----- PASSAGE SHOWN -----
Australian shares have risen, with tech stocks including Afterpay surging, after a rally in the US overnight saw the Nasdaq hit a fresh record.
- The Australian share market opened higher, led by mining and energy stocks
- Treasury Wine Estates was among the worst performers, as it warned earnings had taken a hit
- Overnight, the UK Government announced extra stimulus measures
By 1:15pm AEST, the benchmark ASX 200 index had gained 0.9 per cent, or 55 points, to 5,975.
Mining and energy stocks led the broad-based rally, with shares in BHP (+2.1pc), Rio Tinto (+3.2pc), Woodside (+3.3pc) and Worley (+4.1pc) making gains.
Rio Tinto said more than 2,000 jobs would go in New Zealand, as it announced plans to close its aluminium smelter in the country because of high power prices.
The big miner said the winding down of operations at the New Zealand smelters would end in August next year, before eventual closure.
----- DATA TO EXAMINE -----
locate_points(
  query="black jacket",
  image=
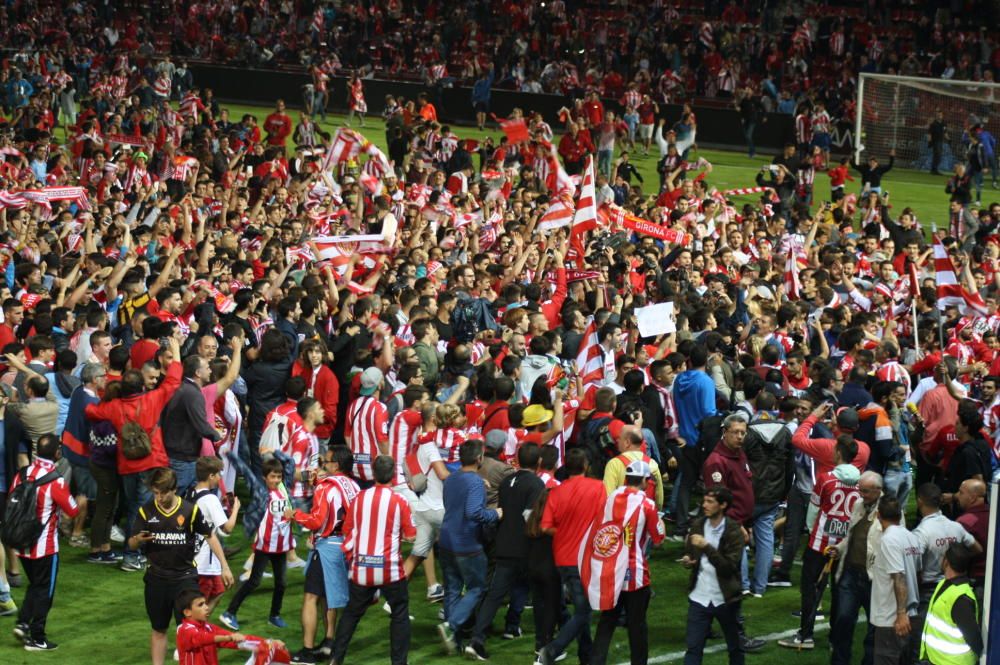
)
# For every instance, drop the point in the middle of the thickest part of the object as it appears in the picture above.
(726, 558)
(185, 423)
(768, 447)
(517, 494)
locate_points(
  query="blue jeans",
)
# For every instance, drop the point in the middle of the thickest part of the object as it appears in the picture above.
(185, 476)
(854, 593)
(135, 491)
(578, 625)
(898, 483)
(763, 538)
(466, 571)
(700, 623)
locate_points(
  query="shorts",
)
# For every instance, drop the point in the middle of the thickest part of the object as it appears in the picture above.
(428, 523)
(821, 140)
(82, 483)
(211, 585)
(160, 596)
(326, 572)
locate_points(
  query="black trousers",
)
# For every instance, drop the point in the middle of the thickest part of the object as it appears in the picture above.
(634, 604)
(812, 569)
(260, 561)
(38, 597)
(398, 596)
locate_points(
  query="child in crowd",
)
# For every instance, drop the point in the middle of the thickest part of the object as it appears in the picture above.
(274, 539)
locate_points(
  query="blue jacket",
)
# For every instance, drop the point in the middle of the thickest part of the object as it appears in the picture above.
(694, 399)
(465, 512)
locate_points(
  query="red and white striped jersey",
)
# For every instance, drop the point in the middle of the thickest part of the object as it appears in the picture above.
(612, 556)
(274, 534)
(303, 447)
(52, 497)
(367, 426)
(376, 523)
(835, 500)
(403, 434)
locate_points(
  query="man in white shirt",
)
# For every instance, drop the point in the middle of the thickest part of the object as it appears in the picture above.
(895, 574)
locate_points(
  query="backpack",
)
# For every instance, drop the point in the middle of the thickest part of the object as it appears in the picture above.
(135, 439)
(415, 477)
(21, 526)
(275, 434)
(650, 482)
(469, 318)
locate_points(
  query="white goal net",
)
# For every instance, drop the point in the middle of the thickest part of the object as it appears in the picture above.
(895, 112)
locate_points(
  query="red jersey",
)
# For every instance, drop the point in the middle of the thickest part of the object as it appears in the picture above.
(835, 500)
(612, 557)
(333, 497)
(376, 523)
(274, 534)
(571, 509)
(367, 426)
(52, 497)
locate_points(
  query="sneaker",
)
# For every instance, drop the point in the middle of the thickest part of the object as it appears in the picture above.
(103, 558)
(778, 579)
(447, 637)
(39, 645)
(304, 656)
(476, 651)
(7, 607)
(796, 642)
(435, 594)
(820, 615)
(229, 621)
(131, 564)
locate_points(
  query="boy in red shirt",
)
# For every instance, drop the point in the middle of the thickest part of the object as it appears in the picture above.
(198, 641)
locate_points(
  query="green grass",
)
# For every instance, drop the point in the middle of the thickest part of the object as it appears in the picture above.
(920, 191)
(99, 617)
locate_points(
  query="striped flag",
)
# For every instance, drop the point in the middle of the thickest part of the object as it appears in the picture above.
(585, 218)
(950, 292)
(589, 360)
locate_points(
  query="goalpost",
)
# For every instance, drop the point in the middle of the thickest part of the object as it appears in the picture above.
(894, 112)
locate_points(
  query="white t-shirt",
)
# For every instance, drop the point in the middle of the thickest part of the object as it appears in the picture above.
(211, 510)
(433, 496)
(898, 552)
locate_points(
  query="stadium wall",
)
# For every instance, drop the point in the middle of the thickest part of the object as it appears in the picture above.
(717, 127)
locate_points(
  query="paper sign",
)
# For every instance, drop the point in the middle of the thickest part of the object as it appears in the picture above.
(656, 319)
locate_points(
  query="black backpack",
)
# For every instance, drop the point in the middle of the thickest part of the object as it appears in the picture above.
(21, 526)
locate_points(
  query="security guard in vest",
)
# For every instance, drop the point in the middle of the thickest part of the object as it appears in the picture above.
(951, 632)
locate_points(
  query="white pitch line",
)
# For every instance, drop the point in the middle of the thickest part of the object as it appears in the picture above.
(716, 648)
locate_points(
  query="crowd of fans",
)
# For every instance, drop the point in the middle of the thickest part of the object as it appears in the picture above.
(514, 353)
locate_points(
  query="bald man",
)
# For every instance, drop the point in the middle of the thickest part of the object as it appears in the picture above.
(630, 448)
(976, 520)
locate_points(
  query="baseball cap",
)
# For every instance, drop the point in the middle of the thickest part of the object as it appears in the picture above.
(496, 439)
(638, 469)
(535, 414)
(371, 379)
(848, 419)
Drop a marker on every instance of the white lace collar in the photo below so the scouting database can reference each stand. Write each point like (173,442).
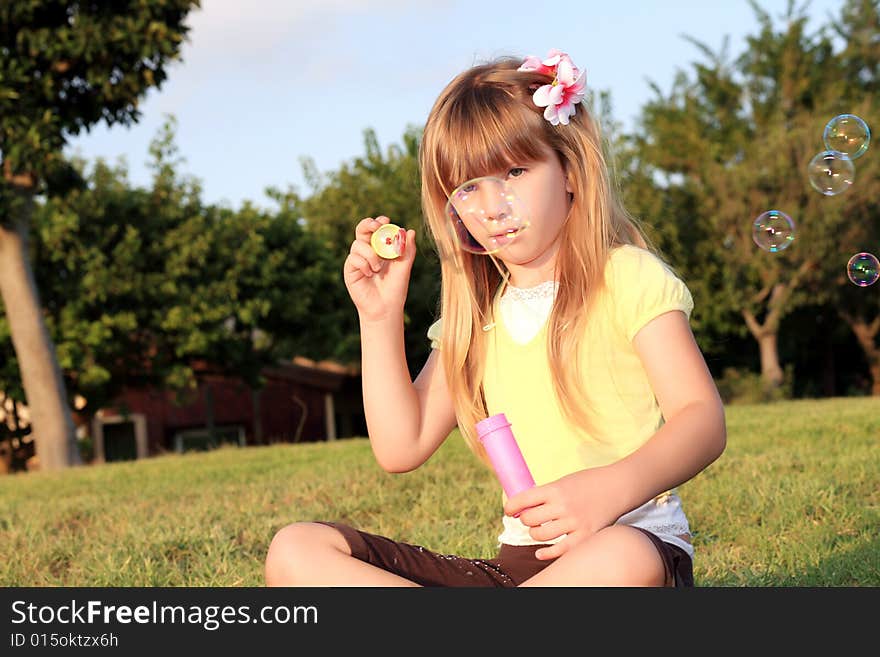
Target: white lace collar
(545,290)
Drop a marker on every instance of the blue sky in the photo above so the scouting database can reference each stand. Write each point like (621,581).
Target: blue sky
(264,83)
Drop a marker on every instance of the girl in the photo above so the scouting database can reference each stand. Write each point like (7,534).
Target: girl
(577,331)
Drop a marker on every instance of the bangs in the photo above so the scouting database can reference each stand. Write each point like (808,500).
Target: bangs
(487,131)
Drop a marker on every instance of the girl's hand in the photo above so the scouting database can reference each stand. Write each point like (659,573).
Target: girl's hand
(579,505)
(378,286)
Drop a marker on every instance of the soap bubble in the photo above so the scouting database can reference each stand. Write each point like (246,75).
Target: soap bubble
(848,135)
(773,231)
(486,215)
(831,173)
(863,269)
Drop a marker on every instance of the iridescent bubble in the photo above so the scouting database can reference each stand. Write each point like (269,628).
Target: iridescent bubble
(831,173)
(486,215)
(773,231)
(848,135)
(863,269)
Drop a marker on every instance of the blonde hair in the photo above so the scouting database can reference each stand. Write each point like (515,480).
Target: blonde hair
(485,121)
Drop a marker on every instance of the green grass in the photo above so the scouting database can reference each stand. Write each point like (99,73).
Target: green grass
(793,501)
-----
Answer these questions from the report on the Australian share market.
(a) What level had the ASX 200 index reached by 1:15pm AEST?
(b) Which company was among the worst performers after warning that its earnings had taken a hit?
(c) What reason does the report give for Rio Tinto closing its aluminium smelter in New Zealand?

(a) 5,975, a gain of 0.9 per cent, or 55 points.
(b) Treasury Wine Estates.
(c) High power prices.